Segment Open
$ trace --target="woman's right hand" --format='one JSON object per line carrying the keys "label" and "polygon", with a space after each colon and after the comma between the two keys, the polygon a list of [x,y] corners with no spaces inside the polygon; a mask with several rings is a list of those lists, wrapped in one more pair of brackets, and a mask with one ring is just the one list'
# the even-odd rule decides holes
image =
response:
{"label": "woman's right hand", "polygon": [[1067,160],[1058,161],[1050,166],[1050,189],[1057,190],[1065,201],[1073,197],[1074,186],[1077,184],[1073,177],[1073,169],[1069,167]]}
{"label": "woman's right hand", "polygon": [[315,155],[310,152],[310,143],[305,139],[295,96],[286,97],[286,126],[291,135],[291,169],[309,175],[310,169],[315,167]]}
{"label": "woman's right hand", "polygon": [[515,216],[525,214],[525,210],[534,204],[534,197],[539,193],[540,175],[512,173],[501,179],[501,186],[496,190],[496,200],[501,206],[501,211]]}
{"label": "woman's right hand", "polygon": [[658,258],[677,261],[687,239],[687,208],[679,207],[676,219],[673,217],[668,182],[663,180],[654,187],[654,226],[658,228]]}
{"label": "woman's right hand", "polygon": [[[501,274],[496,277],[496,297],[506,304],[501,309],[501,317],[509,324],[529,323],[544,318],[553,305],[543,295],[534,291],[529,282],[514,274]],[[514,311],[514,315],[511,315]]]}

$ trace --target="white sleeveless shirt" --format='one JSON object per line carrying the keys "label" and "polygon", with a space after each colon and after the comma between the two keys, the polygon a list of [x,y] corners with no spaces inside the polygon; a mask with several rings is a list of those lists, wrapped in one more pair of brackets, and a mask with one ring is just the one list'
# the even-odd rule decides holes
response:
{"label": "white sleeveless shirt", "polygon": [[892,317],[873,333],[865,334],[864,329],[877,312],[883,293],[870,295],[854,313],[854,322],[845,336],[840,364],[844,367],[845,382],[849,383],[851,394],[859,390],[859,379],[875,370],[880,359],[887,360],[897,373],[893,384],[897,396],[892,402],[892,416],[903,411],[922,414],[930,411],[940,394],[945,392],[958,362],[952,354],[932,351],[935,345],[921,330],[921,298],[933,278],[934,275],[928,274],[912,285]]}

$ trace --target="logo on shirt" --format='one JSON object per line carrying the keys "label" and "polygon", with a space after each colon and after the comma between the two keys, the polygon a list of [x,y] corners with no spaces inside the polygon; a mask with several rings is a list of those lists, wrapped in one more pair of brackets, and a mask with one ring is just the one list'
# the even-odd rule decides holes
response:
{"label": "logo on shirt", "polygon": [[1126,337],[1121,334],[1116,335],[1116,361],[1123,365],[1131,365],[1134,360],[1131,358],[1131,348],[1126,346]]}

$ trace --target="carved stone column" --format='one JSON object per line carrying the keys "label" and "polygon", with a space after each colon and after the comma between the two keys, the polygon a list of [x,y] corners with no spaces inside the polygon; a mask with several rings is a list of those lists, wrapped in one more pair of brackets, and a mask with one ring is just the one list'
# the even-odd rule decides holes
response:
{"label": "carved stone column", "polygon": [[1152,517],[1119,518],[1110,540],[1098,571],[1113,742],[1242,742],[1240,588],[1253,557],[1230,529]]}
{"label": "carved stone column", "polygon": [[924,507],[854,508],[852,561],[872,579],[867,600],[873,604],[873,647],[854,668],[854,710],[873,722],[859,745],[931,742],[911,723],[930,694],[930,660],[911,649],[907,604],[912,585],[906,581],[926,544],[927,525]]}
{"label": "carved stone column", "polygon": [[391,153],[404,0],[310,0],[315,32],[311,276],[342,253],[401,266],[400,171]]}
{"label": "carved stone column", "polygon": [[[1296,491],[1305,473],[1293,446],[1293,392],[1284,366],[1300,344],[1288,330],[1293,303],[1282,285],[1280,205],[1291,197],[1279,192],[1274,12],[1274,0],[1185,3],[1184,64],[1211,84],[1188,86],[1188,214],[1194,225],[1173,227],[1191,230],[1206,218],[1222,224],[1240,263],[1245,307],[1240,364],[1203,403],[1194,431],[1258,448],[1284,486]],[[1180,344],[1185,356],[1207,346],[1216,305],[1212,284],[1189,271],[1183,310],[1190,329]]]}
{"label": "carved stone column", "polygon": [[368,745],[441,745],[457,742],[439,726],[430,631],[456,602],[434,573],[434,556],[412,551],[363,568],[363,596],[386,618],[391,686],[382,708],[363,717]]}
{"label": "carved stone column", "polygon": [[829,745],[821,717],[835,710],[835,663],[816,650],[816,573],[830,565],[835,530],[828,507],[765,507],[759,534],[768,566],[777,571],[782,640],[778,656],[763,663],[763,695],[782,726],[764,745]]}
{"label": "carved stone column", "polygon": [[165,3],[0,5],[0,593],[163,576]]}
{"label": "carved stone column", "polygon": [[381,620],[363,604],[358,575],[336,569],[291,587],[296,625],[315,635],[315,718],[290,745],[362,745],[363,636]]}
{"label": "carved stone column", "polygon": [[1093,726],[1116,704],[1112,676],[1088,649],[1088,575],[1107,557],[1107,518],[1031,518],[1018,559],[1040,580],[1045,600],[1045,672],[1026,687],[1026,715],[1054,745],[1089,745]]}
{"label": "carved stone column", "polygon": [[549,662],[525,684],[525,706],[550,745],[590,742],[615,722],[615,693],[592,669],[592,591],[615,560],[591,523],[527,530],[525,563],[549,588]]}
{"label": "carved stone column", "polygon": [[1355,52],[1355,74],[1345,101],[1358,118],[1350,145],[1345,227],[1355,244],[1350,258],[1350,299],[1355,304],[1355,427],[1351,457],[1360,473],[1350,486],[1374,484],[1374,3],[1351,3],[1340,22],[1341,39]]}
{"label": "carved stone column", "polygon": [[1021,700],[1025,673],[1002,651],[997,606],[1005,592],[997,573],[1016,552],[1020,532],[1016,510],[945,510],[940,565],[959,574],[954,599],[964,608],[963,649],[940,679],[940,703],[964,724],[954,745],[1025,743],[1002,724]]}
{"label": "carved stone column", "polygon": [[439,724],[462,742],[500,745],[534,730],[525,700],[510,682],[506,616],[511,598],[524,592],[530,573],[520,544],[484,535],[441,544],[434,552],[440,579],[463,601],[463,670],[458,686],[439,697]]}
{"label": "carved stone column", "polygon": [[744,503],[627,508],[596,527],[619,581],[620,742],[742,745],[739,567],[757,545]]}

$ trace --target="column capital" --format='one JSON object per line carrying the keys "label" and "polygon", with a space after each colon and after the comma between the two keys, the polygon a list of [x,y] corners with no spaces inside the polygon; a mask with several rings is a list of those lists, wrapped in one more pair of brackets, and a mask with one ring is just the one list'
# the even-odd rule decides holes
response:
Segment Closed
(WHAT YOU HAVE TO DO)
Please work out how many lines in this listing contain "trace", then give only that number.

(TASK OUTPUT)
5